[WHAT THE TASK ASKS] With pictures omitted, copy exactly every line from the one that contains "Target: downspout" to the end of the listing below.

[RECORDS FOR THE EXERCISE]

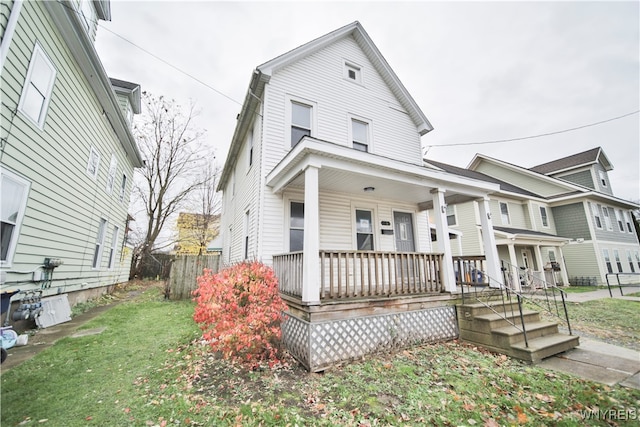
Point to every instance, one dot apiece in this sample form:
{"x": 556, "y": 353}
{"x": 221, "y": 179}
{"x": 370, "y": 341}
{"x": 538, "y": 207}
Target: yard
{"x": 148, "y": 367}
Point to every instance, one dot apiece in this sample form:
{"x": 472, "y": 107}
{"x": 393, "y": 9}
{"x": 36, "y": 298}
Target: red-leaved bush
{"x": 239, "y": 311}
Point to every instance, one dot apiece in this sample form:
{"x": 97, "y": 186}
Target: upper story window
{"x": 595, "y": 210}
{"x": 353, "y": 72}
{"x": 603, "y": 178}
{"x": 504, "y": 213}
{"x": 360, "y": 135}
{"x": 94, "y": 163}
{"x": 300, "y": 122}
{"x": 451, "y": 215}
{"x": 607, "y": 218}
{"x": 13, "y": 193}
{"x": 38, "y": 86}
{"x": 543, "y": 216}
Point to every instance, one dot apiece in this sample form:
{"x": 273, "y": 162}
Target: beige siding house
{"x": 325, "y": 181}
{"x": 67, "y": 155}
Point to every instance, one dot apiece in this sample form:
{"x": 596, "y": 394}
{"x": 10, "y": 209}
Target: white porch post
{"x": 311, "y": 247}
{"x": 513, "y": 260}
{"x": 489, "y": 242}
{"x": 442, "y": 233}
{"x": 563, "y": 267}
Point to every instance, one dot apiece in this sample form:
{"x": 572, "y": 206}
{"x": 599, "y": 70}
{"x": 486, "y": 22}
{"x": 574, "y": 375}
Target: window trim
{"x": 502, "y": 214}
{"x": 13, "y": 242}
{"x": 289, "y": 101}
{"x": 47, "y": 92}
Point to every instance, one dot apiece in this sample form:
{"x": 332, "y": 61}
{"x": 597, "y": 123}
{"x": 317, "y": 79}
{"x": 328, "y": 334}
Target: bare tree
{"x": 174, "y": 160}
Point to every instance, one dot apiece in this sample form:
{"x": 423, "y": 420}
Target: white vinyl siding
{"x": 38, "y": 86}
{"x": 14, "y": 191}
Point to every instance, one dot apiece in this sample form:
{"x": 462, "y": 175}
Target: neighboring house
{"x": 325, "y": 181}
{"x": 571, "y": 199}
{"x": 195, "y": 232}
{"x": 67, "y": 155}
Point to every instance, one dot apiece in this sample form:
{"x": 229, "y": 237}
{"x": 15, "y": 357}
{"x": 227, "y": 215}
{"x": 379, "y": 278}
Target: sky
{"x": 480, "y": 71}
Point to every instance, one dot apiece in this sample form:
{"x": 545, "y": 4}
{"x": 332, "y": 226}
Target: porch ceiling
{"x": 344, "y": 170}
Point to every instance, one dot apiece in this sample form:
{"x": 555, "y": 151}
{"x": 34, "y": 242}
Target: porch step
{"x": 496, "y": 331}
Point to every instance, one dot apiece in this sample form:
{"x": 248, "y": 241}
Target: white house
{"x": 325, "y": 181}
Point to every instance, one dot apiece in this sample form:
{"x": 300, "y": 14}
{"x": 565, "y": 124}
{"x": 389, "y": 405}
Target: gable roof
{"x": 504, "y": 186}
{"x": 573, "y": 161}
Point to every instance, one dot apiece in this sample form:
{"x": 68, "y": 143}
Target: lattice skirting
{"x": 320, "y": 345}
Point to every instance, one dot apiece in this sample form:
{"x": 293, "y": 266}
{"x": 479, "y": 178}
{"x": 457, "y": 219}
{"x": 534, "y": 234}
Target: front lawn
{"x": 148, "y": 368}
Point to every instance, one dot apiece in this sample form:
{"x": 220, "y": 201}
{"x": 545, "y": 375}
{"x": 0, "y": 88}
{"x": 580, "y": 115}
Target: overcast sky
{"x": 480, "y": 71}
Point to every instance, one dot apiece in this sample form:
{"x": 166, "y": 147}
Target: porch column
{"x": 311, "y": 247}
{"x": 489, "y": 242}
{"x": 442, "y": 233}
{"x": 513, "y": 261}
{"x": 564, "y": 274}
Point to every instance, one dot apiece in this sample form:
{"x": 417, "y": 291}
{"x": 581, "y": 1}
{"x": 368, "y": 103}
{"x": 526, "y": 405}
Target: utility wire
{"x": 533, "y": 136}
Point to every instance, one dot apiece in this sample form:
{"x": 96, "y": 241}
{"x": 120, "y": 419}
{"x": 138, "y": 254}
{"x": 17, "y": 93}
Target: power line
{"x": 534, "y": 136}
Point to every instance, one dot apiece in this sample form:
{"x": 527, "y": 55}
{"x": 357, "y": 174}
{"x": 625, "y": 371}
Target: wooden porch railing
{"x": 358, "y": 274}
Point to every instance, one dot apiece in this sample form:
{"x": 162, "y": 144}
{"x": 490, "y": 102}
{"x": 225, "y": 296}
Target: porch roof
{"x": 343, "y": 169}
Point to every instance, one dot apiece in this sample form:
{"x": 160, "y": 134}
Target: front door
{"x": 403, "y": 223}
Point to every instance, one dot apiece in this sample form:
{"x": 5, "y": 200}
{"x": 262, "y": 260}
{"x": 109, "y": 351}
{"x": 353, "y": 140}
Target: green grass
{"x": 148, "y": 368}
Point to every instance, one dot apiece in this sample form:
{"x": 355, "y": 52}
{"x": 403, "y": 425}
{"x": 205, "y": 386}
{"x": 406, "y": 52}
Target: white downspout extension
{"x": 489, "y": 243}
{"x": 311, "y": 247}
{"x": 8, "y": 32}
{"x": 442, "y": 233}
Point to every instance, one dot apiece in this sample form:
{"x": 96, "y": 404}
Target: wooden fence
{"x": 185, "y": 271}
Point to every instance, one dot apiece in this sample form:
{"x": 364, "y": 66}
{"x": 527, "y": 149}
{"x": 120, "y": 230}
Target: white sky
{"x": 480, "y": 71}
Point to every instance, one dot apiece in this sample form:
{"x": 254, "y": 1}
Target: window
{"x": 246, "y": 235}
{"x": 364, "y": 230}
{"x": 94, "y": 163}
{"x": 123, "y": 187}
{"x": 111, "y": 177}
{"x": 607, "y": 218}
{"x": 504, "y": 212}
{"x": 543, "y": 215}
{"x": 296, "y": 227}
{"x": 97, "y": 253}
{"x": 13, "y": 194}
{"x": 352, "y": 72}
{"x": 451, "y": 215}
{"x": 114, "y": 246}
{"x": 603, "y": 178}
{"x": 38, "y": 86}
{"x": 616, "y": 255}
{"x": 595, "y": 210}
{"x": 360, "y": 135}
{"x": 300, "y": 122}
{"x": 627, "y": 219}
{"x": 607, "y": 260}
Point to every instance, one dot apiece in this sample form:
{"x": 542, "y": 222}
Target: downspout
{"x": 7, "y": 37}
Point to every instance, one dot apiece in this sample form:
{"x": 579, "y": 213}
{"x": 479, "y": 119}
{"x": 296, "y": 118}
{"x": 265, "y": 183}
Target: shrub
{"x": 239, "y": 311}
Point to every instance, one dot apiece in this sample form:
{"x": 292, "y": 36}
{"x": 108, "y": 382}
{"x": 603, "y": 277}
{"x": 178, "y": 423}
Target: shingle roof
{"x": 505, "y": 186}
{"x": 584, "y": 158}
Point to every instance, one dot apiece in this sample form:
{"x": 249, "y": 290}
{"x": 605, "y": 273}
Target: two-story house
{"x": 325, "y": 181}
{"x": 571, "y": 199}
{"x": 67, "y": 156}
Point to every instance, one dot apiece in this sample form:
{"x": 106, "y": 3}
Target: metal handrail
{"x": 606, "y": 276}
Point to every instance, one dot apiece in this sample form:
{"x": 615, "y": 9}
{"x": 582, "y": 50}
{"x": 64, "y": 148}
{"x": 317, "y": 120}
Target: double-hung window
{"x": 38, "y": 86}
{"x": 504, "y": 213}
{"x": 300, "y": 122}
{"x": 13, "y": 194}
{"x": 543, "y": 216}
{"x": 97, "y": 253}
{"x": 296, "y": 227}
{"x": 364, "y": 230}
{"x": 360, "y": 135}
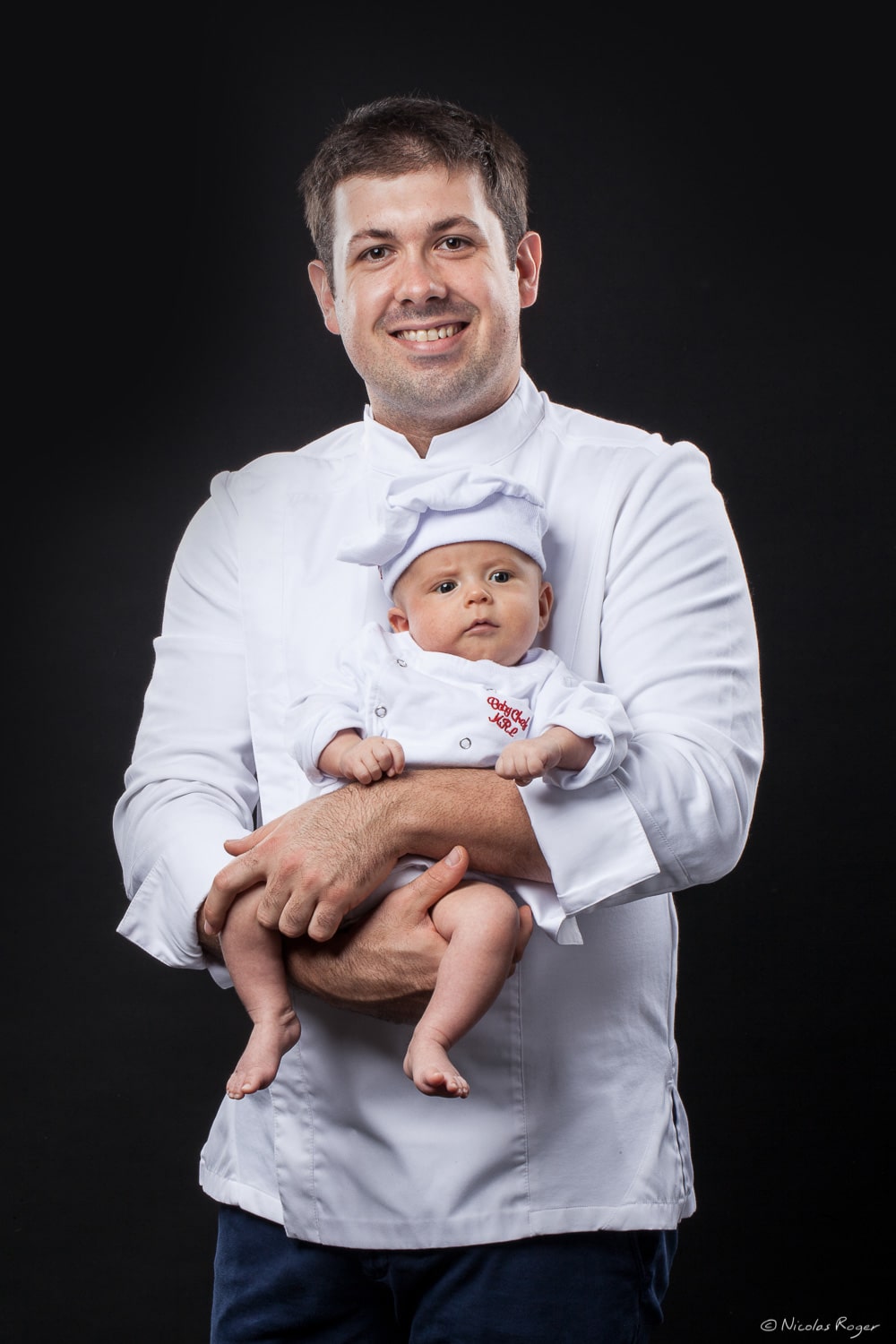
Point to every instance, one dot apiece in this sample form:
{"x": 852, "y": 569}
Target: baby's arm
{"x": 349, "y": 755}
{"x": 555, "y": 749}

[OUTPUT OF THE EXERCISE]
Target: downspout
{"x": 7, "y": 37}
Point to every instance, one dot apiece in this sample form:
{"x": 579, "y": 213}
{"x": 479, "y": 119}
{"x": 296, "y": 118}
{"x": 265, "y": 183}
Target: shrub
{"x": 239, "y": 311}
Point to every instance, one dot apiece in this sample form:
{"x": 292, "y": 36}
{"x": 108, "y": 382}
{"x": 603, "y": 277}
{"x": 178, "y": 423}
Target: shingle roof
{"x": 505, "y": 186}
{"x": 584, "y": 158}
Point to every instance, one dot apiece in this sample form:
{"x": 249, "y": 290}
{"x": 605, "y": 273}
Target: two-story house
{"x": 325, "y": 181}
{"x": 571, "y": 199}
{"x": 67, "y": 156}
Point to every instance, one dot apiece in this sample form:
{"x": 106, "y": 3}
Target: metal handrail
{"x": 606, "y": 276}
Point to every instance, one dot apiece in this sample form:
{"x": 615, "y": 9}
{"x": 582, "y": 50}
{"x": 64, "y": 148}
{"x": 317, "y": 120}
Target: double-hung window
{"x": 38, "y": 86}
{"x": 504, "y": 213}
{"x": 300, "y": 122}
{"x": 13, "y": 194}
{"x": 543, "y": 216}
{"x": 97, "y": 253}
{"x": 296, "y": 227}
{"x": 364, "y": 230}
{"x": 360, "y": 135}
Point to every instance, one dot apiece in this sample form:
{"x": 852, "y": 569}
Target: baby's arm
{"x": 349, "y": 755}
{"x": 555, "y": 749}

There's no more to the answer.